**Provided passage**
The Reserve Bank’s target for wage growth is difficult whilst the Government resists wage increasesMar 23, 2021
The Reserve Bank has tied the future of monetary policy to the restoration of wage growth. But how likely is that, and what are the consequences?
The Reserve Bank is going all out for wage growth “sustainably above 3%” — the kind of wage growth Australia hasn’t seen for the best part of a decade.
That’s a substantial hardening of its earlier target, which was to merely see “progress towards” an inflation rate of 2% to 3%.
In board minutes released last week it says that to get inflation to 2-3% it is likely wage growth will have to be “sustainably above 3%” — well above where it has been for the past seven years.
The bank received encouragement last Thursday with news of an extra 88,700 Australians in work and a dive in unemployment rate from 6.3% to 5.8%, but its minutes say that for wages to climb to where it wants them, tightness in the labour market would need to be “sustained”.
Actual wage growth, low for years
Wage price index, total hourly rates of pay excluding bonuses, private and public, annual. ABS
It means monetary policy (interest rates) is tied to a recovery in wage growth, something about whose timing we’ve little idea.
Things aren’t as simple as the bank suggests
For decades now macroeconomic policy in Australia (and elsewhere) has been built around the idea of a stable relationship between the level of unemployment and the rate of inflation of both wages and prices – the so-called Phillips curve, named after the economist (and engineer) who first measured it.
The target rate of unemployment, the “non-accelerating inflation rate of unemployment” (NAIRU) is then defined as the rate of unemployment consistent with achieving an inflation target, in the case of Australia’s Reserve Bank, low and stable rate inflation of 2-3%.
It is further assumed that the NAIRU is equivalent to reaching full employment, and that aggregate demand will then be equal to the potential output the economy is capable of producing, so that there is no output gap. Accordingly, at that point macroeconomic policy should be neutral, neither adding nor subtracting from aggregate demand.
But what the simple graphs above don’t acknowledge (and the Reserve Bank has also been slow to acknowledge) is that the relationships between unemployment, inflation, and the output gap change over time.
Between 2011 and 2019 the bank persistently overestimated annual wage growth by about 1 percentage point as actual wage growth steadily declined from about 4% to around 2%, and now to 1.4%.
Nevertheless, despite its poor forecasting record, bank staff continued to suggest that NAIRU had changed little and was close to 5%.

**Supplied material**

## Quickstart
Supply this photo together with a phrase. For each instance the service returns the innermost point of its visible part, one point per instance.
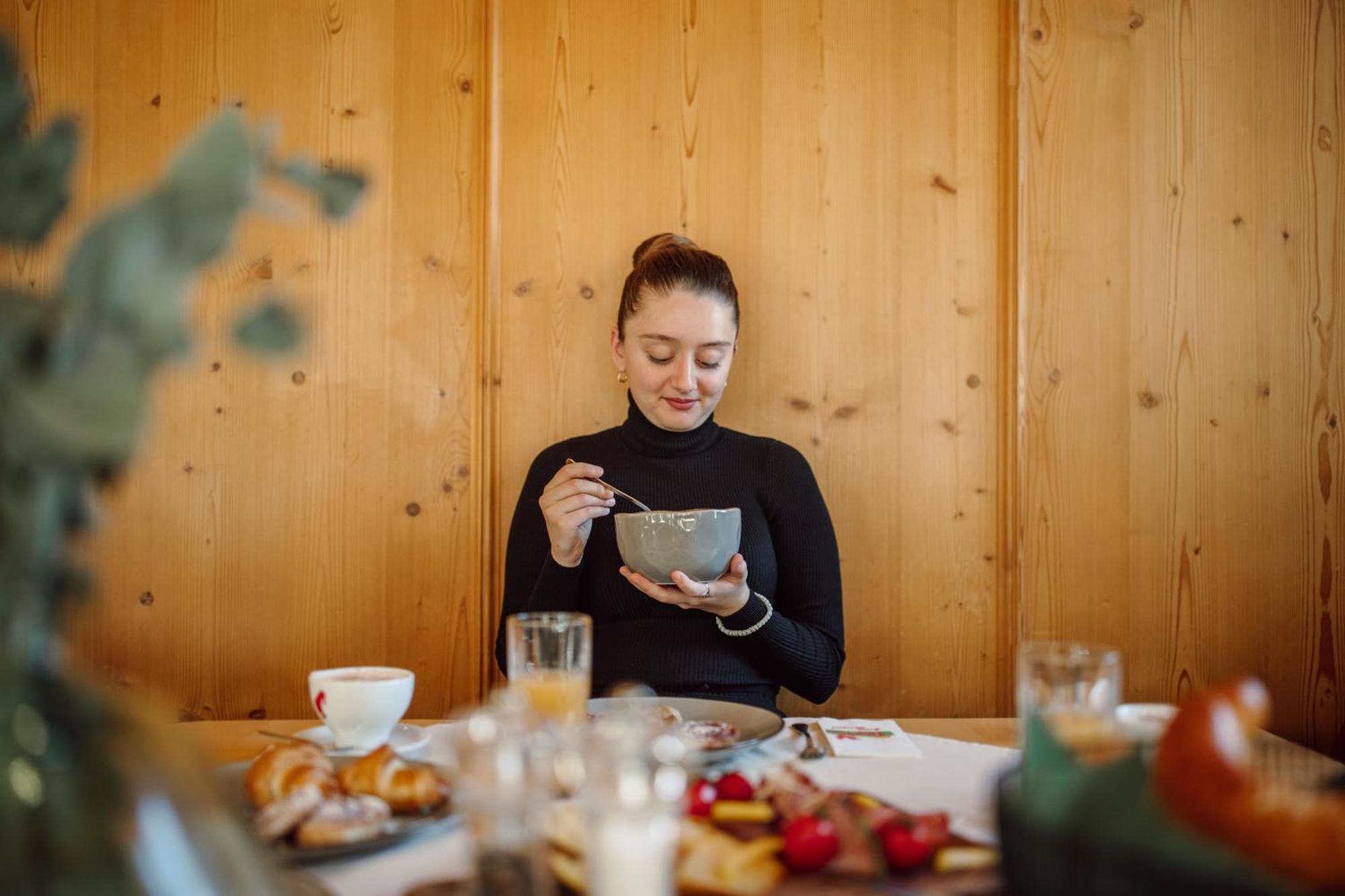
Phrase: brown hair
(670, 261)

**What to produce**
According to the article on the Reserve Bank's wage target, by about how much did the bank overestimate annual wage growth each year between 2011 and 2019?

**Completed exercise**
About 1 percentage point.